**TESTO DEL DOCUMENTO:**
★ ★ ★
La consapevolezza del carattere complesso e non organico della città moderna, tuttavia, avverte Martini, non ci esonera, ma semmai ci incoraggia a decrittare l’“anima” della città, di ciascuna città. Tema genuinamente lapiriano. Il “sindaco santo” di Firenze sosteneva appunto che le città non sono un mero cumulo di pietre e di funzioni, esse hanno un volto, un’anima, una vocazione e che è compito sia dei pastori che dei politici decifrare e inverare. Darne l’interpretazione autentica e regolarsi di conseguenza. Con l’avvertenza che l’anima delle città di oggi non è di immediata lettura, che essa esige una ricerca e un’opera ricostruttiva.

In più occasioni Martini lo fa anche a proposito di Milano. Come era nel suo stile un po’ su tutto, egli non si contentava degli stereotipi, dei luoghi comuni: Milano capitale morale, Milano con il cuore in mano, Milano polo industriale e finanziario… Amava piuttosto scuotere e sfidare quelle pigre e consunte rappresentazioni convenzionali. Qualche esempio: la cruda denuncia delle “nuove pesti” (tra le quali la corruzione pubblica); la provocazione, già al suo esordio, di proporre la dimensione contemplativa della vita a una città e a una diocesi consacrate all’homo faber; la predilezione per il carcere, gli ospedali e i luoghi della sofferenza a fronte della retorica e dei lustrini della Milano da bere.

Impossibile richiamare qui la messe sterminata di spunti martiniani in tema di città. Si dovrebbe ripercorre quasi l’intero suo magistero. Basti rinviare a due riferimenti esemplari rispettivamente attinenti alla evangelizzazione e alla politica (in senso lato) per la città.
★ ★ ★
**Voci dei dati raccolti:**
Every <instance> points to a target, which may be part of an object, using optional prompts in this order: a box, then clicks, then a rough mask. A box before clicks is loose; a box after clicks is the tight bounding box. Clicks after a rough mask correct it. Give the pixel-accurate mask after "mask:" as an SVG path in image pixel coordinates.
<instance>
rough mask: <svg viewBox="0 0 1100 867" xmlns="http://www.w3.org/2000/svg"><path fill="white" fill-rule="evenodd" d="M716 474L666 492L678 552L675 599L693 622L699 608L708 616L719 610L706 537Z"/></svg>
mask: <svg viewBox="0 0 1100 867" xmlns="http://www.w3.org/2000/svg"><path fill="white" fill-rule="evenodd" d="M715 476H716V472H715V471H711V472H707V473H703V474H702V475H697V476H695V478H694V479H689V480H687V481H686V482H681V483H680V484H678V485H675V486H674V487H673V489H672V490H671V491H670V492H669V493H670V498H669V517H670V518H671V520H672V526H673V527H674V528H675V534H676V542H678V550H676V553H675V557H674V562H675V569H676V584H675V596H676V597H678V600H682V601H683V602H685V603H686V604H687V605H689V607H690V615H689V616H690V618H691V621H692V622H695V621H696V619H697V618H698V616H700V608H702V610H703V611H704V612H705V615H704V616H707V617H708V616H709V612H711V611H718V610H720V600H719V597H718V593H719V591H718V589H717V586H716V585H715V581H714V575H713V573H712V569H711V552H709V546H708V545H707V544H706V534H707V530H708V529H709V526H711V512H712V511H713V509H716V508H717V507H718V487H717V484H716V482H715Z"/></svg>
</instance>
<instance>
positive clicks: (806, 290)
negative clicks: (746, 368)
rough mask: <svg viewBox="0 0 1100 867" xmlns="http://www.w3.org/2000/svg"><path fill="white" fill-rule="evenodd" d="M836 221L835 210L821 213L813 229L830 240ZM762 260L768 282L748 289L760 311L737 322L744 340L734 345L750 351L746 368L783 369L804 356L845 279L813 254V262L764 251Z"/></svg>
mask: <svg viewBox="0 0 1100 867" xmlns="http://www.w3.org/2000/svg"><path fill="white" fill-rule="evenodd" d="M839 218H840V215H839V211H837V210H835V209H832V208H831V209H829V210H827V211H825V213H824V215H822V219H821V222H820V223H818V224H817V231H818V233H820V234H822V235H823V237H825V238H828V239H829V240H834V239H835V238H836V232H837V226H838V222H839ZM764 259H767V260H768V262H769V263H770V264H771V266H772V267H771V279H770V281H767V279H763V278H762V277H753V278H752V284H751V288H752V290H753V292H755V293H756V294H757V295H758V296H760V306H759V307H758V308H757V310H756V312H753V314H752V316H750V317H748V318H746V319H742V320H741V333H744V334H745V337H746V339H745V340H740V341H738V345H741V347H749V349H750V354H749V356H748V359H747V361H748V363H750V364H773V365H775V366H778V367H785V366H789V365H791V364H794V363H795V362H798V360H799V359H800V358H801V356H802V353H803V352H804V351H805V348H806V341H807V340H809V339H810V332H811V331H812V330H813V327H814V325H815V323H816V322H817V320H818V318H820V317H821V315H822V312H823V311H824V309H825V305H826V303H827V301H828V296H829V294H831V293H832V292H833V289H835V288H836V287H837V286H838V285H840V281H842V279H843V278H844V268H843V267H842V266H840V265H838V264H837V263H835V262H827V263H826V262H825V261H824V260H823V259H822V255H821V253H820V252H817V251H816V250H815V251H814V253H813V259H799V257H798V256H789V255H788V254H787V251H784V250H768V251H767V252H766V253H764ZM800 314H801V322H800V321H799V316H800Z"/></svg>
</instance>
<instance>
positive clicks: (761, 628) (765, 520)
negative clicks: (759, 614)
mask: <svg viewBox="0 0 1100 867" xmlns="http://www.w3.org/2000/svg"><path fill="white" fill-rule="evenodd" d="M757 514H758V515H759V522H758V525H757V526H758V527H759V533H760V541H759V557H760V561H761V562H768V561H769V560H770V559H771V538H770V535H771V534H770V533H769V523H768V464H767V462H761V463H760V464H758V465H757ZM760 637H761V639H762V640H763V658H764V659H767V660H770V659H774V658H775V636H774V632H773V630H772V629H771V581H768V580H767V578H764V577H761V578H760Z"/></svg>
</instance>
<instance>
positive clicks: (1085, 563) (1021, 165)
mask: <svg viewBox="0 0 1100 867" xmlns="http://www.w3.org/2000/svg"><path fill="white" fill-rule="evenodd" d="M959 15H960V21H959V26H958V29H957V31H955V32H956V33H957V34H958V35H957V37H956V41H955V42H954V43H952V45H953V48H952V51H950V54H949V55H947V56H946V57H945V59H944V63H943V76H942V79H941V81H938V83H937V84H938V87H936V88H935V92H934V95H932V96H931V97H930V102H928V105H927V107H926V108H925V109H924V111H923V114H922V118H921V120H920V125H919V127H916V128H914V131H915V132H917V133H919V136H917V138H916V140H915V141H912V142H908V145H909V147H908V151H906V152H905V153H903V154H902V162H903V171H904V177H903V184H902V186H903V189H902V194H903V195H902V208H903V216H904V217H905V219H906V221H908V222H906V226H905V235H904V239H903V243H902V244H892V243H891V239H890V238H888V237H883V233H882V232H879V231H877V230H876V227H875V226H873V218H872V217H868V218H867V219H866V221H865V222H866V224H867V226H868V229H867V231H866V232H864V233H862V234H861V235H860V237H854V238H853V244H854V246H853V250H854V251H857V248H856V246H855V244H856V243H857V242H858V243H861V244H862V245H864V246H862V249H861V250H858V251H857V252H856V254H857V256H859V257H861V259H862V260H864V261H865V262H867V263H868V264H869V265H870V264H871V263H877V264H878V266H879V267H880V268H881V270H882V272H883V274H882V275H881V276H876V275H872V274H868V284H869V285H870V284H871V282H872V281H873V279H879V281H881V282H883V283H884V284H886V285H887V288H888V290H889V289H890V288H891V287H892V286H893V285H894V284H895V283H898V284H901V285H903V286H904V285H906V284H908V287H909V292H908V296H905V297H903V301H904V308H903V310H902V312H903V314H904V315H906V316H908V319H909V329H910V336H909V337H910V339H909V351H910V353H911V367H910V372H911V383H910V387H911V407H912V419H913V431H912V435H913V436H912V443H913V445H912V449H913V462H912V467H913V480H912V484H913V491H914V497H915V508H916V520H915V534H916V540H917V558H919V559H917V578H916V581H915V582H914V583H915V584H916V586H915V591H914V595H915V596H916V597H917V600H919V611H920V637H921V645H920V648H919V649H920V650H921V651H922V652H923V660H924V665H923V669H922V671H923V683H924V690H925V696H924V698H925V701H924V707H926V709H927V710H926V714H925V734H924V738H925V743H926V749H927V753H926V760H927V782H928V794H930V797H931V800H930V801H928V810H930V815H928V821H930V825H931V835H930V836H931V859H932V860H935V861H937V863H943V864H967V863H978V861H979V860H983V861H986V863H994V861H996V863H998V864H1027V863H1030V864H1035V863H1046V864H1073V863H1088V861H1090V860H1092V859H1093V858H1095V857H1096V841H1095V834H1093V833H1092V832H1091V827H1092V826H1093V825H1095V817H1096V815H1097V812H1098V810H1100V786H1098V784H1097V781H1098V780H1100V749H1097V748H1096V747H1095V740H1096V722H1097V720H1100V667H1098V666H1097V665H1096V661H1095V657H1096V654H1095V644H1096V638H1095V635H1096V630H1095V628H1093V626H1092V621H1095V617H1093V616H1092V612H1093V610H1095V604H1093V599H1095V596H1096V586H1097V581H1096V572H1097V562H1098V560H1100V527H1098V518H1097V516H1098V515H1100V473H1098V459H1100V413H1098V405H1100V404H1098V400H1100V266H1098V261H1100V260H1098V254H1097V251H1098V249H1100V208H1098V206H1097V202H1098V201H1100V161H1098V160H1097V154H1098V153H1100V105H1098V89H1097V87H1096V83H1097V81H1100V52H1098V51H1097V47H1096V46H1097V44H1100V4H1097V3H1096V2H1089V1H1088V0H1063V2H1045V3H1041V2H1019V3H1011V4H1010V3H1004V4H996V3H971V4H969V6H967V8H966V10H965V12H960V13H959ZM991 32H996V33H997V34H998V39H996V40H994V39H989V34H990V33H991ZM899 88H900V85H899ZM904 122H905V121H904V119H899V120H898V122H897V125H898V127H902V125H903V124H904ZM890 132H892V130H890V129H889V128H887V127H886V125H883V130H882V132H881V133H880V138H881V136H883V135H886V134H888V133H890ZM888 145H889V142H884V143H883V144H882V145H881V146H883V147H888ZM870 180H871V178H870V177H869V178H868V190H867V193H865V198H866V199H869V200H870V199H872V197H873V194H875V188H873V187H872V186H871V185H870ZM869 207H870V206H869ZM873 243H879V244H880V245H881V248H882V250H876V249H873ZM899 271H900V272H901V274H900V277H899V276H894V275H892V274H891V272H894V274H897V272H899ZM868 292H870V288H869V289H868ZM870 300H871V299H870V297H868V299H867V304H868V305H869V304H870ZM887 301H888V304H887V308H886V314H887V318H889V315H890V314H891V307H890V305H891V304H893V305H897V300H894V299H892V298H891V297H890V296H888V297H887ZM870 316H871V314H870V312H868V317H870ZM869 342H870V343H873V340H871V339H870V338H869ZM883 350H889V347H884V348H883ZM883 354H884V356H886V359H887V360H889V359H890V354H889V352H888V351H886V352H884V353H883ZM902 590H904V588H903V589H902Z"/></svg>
★ ★ ★
**COSA FARE:** Riporta fedelmente, dal testo su Martini e la città, il passo che va da "Impossibile richiamare qui" fino a "per la città.".

**SOLUZIONE SCRITTA:**
Impossibile richiamare qui la messe sterminata di spunti martiniani in tema di città. Si dovrebbe ripercorre quasi l’intero suo magistero. Basti rinviare a due riferimenti esemplari rispettivamente attinenti alla evangelizzazione e alla politica (in senso lato) per la città.